■ Задание A
Какое произведение Каверина особенно действовало на автора воспоминаний о нем?
■ Задание B
Приведите фрагмент воспоминаний о Каверине между словами «Уже тогда я» и «завязался свой роман...» включительно, подставив «Санкт-Петербург» вместо «Ленинград».
■ Задание C
Напишите продолжение воспоминаний о поездке к Каверину в Переделкино, начиная после последнего приведенного предложения.

Реакция была молниеносная и цепная: В.А. показал мои произведения нескольким литераторам, с мнением которых считался, в том числе обратился к наиболее заметным тогда поэтам - Вознесенскому и Евтушенко (от Евгения Александровича также пришло сочувственное письмо). 

На дачу в Переделкино я ехал с душевным трепетом - все-таки я был не только «писатель», но и «читатель». И написанное самим Кавериным знал. И тогда, как и сейчас, мне больше нравились ранние вещи, особенно рассказы и повести, вошедшие в первый том собрания сочинений. На меня действовала прелестно-головоломная фантастика «Мастеров и подмастерьев». 

 

Уже тогда я понимал, что «Два капитана» - объективно не совсем правдивая книга (ведь о том же Крайнем Севере существуют и «Колымские рассказы» Варлама Шаламова, лишенные какой-либо героики; Конечно прозу Шаламова я прочитал позже, но произведения на «лагерную» тему, в том числе, солженицынские, уже были доступны). 

Но, тем не менее, книга чистая и возвышенная (и я думаю, несмотря на смену времен, она еще долго будет жить, как живет Дюма рядом с Гюго и Стивенсон в соседстве с Диккенсом). Мое поколение в подростковом возрасте не могло сопротивляться неподдельному обаянию этого романа. И, например, мой приятель, поэт Александр Радковский перенес увлечение «Двумя капитанами» даже на посредственную экранизацию, поехал в Ленинград, разыскал исполнительницу роли Кати - кажется, у них завязался свой роман...

Между прочим, в Переделкине (с которым позже было связано столь многое в моей жизни) я ехал впервые. По своей растяпистости проскочил две лишних станции, заблудился, опоздал к назначенному часу (имелось в виду, что я приду отобедать) и явился вымокший под дождем и заляпанный грязью колхозных полей. В.А. и его домочадцы оглядели меня недоуменно. Может быть, их шокировала такая неорганизованность, не красящая приехавшего к мастеру молодого автора, который по определению должен быть четок, точен, обязателен... 

Но разговор состоялся, и длительный. И понятно, это было важнее обеда. Я думаю, Каверина обрадовало то, что я послал ему, прозаику, именно стихи; он любил поэзию и, возможно, не изжил в себе до конца остаток поэтического честолюбия. И ведь начинал он все-таки со стихов. 

Из кипы перепечатанных на неважной портативной машинке сочинений он отобрал несколько, больше ему понравившихся. Хвалил, обсуждал те или иные строчки и образы, говорил, что спорил о моих стихах с несколькими известными писателями. Углубляться в эти его тогдашние оценки и тем самым в собственные, далеко отбежавшие от меня, нынешнего, строчки я не буду (хотя каждое слово памятно).

■ Извлеченные записи
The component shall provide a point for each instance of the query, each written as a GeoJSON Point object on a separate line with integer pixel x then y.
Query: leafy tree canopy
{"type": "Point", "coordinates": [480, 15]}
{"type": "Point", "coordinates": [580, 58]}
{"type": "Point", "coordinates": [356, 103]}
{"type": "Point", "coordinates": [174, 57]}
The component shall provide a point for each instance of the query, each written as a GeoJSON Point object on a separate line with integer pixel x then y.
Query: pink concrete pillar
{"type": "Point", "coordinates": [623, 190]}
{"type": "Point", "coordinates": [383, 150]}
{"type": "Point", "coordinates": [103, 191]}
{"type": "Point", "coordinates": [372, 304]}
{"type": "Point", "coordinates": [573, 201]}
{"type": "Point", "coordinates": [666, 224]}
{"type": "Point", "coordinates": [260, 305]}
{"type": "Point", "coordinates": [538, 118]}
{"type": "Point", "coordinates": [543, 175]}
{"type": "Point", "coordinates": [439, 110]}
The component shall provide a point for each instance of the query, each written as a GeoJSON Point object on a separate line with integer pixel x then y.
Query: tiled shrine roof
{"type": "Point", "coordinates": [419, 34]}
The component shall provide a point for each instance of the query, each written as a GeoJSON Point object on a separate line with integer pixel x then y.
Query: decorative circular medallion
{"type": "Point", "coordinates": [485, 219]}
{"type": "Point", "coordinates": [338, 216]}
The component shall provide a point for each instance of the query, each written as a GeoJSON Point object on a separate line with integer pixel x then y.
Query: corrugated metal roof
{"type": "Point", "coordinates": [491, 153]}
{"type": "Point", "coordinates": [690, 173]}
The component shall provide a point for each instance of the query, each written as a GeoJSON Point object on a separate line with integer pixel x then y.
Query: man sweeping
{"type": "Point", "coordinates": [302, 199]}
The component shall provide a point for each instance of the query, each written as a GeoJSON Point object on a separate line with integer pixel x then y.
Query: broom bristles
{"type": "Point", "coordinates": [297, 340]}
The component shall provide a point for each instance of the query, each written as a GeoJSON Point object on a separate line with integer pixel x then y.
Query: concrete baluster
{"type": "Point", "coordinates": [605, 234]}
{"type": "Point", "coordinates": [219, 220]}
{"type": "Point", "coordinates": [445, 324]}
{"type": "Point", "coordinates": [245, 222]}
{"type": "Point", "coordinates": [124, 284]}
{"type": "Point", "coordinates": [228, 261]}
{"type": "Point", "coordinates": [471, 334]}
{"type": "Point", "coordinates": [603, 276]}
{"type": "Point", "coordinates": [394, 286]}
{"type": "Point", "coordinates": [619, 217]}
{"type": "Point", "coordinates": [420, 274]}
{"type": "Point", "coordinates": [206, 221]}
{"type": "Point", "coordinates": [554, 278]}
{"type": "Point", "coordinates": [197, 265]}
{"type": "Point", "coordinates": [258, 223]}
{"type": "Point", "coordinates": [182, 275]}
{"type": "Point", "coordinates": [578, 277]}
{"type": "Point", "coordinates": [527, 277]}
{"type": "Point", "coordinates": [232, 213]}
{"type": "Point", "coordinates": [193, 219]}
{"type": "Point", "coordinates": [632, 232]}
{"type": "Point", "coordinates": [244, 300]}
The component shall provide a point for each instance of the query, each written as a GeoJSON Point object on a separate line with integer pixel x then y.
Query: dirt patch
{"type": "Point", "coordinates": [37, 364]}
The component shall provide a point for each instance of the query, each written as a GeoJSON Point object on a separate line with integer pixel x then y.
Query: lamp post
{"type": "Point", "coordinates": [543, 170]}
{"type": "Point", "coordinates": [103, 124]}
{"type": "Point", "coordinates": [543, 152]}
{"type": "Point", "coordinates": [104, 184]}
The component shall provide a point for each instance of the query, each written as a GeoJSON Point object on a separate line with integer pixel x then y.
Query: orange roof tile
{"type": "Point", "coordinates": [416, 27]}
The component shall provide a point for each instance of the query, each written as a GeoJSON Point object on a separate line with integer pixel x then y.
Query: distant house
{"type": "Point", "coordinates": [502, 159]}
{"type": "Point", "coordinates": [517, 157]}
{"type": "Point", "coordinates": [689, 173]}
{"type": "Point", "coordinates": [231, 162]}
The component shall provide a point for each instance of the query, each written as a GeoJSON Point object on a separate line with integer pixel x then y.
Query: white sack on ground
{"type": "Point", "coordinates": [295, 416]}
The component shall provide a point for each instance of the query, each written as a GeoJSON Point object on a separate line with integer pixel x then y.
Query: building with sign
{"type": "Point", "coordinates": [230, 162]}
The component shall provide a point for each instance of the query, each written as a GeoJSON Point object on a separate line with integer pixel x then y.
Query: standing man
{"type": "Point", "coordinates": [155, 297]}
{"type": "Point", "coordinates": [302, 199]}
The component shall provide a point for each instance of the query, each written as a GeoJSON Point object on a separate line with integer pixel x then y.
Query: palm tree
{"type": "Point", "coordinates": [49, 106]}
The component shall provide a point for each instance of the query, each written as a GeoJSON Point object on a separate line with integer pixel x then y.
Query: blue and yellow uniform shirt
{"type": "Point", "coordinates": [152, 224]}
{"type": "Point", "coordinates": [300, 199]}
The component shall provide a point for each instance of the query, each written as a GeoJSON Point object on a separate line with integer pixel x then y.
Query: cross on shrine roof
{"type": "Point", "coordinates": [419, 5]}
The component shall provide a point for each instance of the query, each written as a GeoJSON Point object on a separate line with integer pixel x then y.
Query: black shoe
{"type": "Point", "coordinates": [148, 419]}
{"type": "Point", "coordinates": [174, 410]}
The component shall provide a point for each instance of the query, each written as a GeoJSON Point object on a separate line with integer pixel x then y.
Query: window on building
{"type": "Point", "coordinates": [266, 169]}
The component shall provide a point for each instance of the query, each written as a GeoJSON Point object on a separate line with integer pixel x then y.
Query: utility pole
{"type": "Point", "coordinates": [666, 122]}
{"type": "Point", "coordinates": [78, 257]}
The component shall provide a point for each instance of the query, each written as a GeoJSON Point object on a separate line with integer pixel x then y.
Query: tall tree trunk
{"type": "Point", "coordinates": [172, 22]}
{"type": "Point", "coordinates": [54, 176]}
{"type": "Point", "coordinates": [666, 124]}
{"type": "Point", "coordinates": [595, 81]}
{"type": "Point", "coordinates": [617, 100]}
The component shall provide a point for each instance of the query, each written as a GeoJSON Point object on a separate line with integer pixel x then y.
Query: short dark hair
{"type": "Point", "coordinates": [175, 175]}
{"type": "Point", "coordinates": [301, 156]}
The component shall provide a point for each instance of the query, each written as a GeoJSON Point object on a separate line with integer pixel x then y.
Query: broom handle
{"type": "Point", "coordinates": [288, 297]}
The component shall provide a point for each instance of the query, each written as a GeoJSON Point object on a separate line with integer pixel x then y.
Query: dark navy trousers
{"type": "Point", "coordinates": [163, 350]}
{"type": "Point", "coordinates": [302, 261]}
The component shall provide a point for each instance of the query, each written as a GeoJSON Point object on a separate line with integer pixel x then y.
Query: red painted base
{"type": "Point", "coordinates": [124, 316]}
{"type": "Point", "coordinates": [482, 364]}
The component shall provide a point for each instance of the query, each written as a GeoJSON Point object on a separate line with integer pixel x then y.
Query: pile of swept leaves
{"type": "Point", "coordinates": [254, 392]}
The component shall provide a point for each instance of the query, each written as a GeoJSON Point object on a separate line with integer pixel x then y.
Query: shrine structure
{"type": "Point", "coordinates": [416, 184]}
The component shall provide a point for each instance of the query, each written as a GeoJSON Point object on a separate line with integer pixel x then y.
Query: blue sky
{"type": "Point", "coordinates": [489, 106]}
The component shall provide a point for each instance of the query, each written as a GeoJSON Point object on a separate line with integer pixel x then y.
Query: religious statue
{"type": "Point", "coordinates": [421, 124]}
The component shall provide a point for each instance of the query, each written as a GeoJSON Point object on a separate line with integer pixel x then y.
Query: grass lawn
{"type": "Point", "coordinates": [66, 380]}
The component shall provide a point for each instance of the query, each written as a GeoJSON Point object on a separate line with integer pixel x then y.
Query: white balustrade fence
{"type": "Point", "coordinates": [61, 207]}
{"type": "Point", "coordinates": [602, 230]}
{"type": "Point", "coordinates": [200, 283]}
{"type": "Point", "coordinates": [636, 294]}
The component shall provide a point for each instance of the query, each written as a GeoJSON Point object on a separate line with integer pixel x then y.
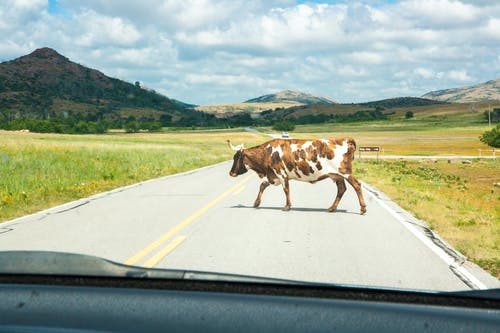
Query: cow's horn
{"type": "Point", "coordinates": [238, 147]}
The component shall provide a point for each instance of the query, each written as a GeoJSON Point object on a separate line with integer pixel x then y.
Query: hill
{"type": "Point", "coordinates": [231, 109]}
{"type": "Point", "coordinates": [45, 84]}
{"type": "Point", "coordinates": [292, 96]}
{"type": "Point", "coordinates": [399, 102]}
{"type": "Point", "coordinates": [487, 91]}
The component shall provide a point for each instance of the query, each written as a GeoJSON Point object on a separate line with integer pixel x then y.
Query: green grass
{"type": "Point", "coordinates": [38, 171]}
{"type": "Point", "coordinates": [460, 202]}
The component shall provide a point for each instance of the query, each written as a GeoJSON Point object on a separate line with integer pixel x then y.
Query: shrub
{"type": "Point", "coordinates": [492, 137]}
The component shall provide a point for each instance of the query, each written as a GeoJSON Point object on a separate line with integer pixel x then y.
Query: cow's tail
{"type": "Point", "coordinates": [351, 147]}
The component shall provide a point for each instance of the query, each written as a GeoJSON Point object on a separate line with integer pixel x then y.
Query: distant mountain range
{"type": "Point", "coordinates": [486, 91]}
{"type": "Point", "coordinates": [46, 84]}
{"type": "Point", "coordinates": [292, 96]}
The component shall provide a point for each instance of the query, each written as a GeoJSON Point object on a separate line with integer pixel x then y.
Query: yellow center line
{"type": "Point", "coordinates": [238, 191]}
{"type": "Point", "coordinates": [163, 253]}
{"type": "Point", "coordinates": [141, 254]}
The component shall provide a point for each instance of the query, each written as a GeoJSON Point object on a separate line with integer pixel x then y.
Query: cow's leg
{"type": "Point", "coordinates": [286, 188]}
{"type": "Point", "coordinates": [340, 191]}
{"type": "Point", "coordinates": [263, 186]}
{"type": "Point", "coordinates": [357, 187]}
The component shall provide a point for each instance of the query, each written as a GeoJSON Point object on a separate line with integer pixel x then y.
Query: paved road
{"type": "Point", "coordinates": [204, 220]}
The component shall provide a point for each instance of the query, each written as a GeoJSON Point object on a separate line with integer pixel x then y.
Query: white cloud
{"type": "Point", "coordinates": [202, 51]}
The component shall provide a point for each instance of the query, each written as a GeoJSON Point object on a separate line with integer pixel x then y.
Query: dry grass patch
{"type": "Point", "coordinates": [460, 202]}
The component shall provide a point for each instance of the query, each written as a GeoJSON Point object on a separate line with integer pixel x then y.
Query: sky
{"type": "Point", "coordinates": [227, 51]}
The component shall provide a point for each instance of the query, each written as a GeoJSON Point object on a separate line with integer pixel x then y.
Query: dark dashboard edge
{"type": "Point", "coordinates": [251, 288]}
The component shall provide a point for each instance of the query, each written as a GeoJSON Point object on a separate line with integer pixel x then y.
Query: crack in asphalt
{"type": "Point", "coordinates": [458, 258]}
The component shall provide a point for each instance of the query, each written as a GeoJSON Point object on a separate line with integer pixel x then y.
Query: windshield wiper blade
{"type": "Point", "coordinates": [72, 264]}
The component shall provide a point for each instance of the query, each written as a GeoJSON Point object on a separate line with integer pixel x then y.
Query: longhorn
{"type": "Point", "coordinates": [238, 147]}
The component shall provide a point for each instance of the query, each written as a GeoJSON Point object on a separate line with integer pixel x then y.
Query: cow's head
{"type": "Point", "coordinates": [238, 167]}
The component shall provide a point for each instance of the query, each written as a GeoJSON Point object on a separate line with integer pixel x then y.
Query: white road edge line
{"type": "Point", "coordinates": [450, 261]}
{"type": "Point", "coordinates": [78, 202]}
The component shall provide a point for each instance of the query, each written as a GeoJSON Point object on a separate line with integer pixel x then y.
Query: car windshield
{"type": "Point", "coordinates": [332, 142]}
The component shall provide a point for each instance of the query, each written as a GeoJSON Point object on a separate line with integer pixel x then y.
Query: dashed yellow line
{"type": "Point", "coordinates": [148, 249]}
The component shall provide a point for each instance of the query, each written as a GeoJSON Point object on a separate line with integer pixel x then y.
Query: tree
{"type": "Point", "coordinates": [492, 137]}
{"type": "Point", "coordinates": [284, 126]}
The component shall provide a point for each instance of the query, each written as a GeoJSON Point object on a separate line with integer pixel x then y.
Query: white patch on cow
{"type": "Point", "coordinates": [306, 145]}
{"type": "Point", "coordinates": [279, 150]}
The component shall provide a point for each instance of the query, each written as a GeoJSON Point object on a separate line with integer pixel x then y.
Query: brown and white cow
{"type": "Point", "coordinates": [278, 161]}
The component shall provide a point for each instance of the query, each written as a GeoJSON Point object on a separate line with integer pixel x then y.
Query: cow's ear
{"type": "Point", "coordinates": [237, 148]}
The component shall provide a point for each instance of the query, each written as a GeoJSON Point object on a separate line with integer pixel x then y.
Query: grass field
{"type": "Point", "coordinates": [38, 171]}
{"type": "Point", "coordinates": [461, 202]}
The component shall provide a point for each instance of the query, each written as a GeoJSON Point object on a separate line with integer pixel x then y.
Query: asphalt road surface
{"type": "Point", "coordinates": [204, 220]}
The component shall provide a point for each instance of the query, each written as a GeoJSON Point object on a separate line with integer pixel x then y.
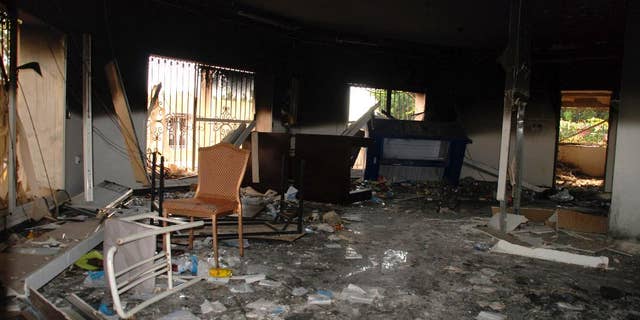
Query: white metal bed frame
{"type": "Point", "coordinates": [161, 262]}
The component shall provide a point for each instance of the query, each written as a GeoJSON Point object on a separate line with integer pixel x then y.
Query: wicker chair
{"type": "Point", "coordinates": [220, 171]}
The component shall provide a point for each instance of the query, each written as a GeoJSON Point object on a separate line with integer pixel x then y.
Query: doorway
{"type": "Point", "coordinates": [583, 140]}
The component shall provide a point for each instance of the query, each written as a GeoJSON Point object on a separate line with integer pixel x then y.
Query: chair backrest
{"type": "Point", "coordinates": [220, 171]}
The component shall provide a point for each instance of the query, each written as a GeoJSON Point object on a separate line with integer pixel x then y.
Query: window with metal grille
{"type": "Point", "coordinates": [401, 105]}
{"type": "Point", "coordinates": [4, 42]}
{"type": "Point", "coordinates": [197, 105]}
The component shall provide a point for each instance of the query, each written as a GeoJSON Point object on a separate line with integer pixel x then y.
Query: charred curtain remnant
{"type": "Point", "coordinates": [197, 105]}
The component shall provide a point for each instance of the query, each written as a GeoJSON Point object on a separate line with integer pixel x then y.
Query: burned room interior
{"type": "Point", "coordinates": [189, 159]}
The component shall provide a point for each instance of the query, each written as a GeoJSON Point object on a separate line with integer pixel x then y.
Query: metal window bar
{"type": "Point", "coordinates": [5, 36]}
{"type": "Point", "coordinates": [201, 104]}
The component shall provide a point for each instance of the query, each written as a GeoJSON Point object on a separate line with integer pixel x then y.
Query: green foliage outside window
{"type": "Point", "coordinates": [587, 126]}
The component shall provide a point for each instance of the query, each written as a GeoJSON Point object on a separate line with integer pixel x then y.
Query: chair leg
{"type": "Point", "coordinates": [165, 214]}
{"type": "Point", "coordinates": [191, 236]}
{"type": "Point", "coordinates": [214, 234]}
{"type": "Point", "coordinates": [240, 241]}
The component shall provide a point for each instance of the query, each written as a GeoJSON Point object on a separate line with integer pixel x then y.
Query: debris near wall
{"type": "Point", "coordinates": [570, 177]}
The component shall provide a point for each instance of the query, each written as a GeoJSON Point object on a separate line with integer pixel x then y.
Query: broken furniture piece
{"type": "Point", "coordinates": [328, 160]}
{"type": "Point", "coordinates": [415, 150]}
{"type": "Point", "coordinates": [220, 171]}
{"type": "Point", "coordinates": [137, 273]}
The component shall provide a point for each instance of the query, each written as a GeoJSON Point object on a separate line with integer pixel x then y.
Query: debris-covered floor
{"type": "Point", "coordinates": [402, 259]}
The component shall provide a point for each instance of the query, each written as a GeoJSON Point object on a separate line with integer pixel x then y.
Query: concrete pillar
{"type": "Point", "coordinates": [624, 219]}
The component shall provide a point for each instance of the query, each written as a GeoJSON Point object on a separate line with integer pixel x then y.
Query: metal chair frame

■ Результат A
Прелестно-головоломная фантастика «Мастеров и подмастерьев».

■ Результат B
Уже тогда я понимал, что «Два капитана» - объективно не совсем правдивая книга (ведь о том же Крайнем Севере существуют и «Колымские рассказы» Варлама Шаламова, лишенные какой-либо героики; Конечно прозу Шаламова я прочитал позже, но произведения на «лагерную» тему, в том числе, солженицынские, уже были доступны). 

Но, тем не менее, книга чистая и возвышенная (и я думаю, несмотря на смену времен, она еще долго будет жить, как живет Дюма рядом с Гюго и Стивенсон в соседстве с Диккенсом). Мое поколение в подростковом возрасте не могло сопротивляться неподдельному обаянию этого романа. И, например, мой приятель, поэт Александр Радковский перенес увлечение «Двумя капитанами» даже на посредственную экранизацию, поехал в Санкт-Петербург, разыскал исполнительницу роли Кати - кажется, у них завязался свой роман...

■ Результат C
Но стоит вспомнить любопытный момент. Когда Лидия Николаевна (жена Каверина, сестра Ю.Н. Тынянова и сама - одаренная беллетристка), вошедшая в комнату в конце нашего первого с В.А. разговора, сказала, что опасно так перехваливать молодого автора, Каверин рассмеялся и заявил, что совсем не опасно: «Уж как меня хвалили в моей молодости. И кто! И Горький, и Замятин, и... Нет, ранняя похвала не испортит, если есть сила воли. Губит писателя совсем другое».

Зашел общий разговор о состоянии поэзии. В.А. почтительно и с любовью говорил о давно ушедшем Заболоцком, который, очевидно, был для него мерилом. Из живых современников выделял Тарковского: «Казалось, что после смерти Ахматовой поэзия умерла, но вот всё же появился Тарковский, и жизнь поэзии как-то продлилась».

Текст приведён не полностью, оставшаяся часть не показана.